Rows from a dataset
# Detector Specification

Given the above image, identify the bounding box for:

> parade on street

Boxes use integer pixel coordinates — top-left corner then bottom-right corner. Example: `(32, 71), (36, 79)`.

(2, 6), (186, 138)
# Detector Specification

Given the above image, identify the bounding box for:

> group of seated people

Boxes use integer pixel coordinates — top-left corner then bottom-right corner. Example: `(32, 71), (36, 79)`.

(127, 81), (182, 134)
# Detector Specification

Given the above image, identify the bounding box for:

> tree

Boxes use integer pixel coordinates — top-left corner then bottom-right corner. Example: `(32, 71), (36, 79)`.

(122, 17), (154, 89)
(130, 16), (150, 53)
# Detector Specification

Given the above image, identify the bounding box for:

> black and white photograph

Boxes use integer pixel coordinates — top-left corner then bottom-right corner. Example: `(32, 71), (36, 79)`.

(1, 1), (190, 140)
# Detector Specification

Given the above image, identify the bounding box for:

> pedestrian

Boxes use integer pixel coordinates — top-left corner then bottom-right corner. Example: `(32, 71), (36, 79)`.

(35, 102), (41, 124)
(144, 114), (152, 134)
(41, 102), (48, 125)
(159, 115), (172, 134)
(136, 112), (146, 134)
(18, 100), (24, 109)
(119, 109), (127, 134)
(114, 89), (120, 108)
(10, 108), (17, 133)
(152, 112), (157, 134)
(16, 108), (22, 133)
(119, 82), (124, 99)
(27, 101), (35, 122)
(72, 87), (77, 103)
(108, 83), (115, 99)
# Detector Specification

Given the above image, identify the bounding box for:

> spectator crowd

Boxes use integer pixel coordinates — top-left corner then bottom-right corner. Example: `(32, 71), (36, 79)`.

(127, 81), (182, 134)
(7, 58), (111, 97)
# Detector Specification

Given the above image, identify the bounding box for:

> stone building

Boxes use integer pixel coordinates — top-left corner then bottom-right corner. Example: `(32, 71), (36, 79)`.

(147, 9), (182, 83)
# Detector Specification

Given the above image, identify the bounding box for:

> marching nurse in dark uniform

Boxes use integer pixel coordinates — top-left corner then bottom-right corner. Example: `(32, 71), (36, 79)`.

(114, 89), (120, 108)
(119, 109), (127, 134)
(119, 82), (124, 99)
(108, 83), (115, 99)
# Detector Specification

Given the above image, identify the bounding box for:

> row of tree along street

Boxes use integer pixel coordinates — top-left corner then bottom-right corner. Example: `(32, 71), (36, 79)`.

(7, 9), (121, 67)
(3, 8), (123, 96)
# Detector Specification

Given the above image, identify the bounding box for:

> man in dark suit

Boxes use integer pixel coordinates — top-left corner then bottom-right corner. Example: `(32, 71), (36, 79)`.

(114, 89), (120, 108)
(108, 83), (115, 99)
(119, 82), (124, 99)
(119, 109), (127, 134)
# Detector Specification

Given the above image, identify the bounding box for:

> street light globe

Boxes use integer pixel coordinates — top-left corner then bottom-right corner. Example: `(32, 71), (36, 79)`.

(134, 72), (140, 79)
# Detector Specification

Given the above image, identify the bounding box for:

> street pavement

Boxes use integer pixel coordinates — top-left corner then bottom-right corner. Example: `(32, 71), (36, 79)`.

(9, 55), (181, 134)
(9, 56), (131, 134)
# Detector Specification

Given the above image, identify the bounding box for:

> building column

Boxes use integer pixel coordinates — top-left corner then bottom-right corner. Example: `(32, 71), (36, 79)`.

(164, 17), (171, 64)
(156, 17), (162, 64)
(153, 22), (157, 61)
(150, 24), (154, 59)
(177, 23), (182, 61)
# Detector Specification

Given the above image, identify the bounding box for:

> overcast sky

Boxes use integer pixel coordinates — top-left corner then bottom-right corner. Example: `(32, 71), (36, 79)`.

**Set task:** Reproduce the rows from the start through the line holding "(130, 16), (150, 53)", inclusive, substituting "procession" for "parade". Keep everything else unchanged.

**Solution for this problem:**
# Detector Specification

Given the above image, identify the bounding box for:

> procession on street

Boxes use integer pixel coordinates — top-left corner then bottom-right corner. Example: `(32, 71), (36, 79)`.

(2, 6), (186, 138)
# Detector Specification

Given the above image, identify the bounding box for:

> group of seated people

Boxes use integer pixel coordinates — top-left corner then bottom-right corner. Example: `(32, 71), (36, 79)`.

(127, 81), (182, 134)
# Detector Specification

Given the above image, identify the bounding box for:

> tree

Boxes use integer pixel coordinates — top-left corner then bottom-right corner. Example: `(32, 71), (36, 79)`.

(122, 17), (154, 89)
(130, 16), (150, 53)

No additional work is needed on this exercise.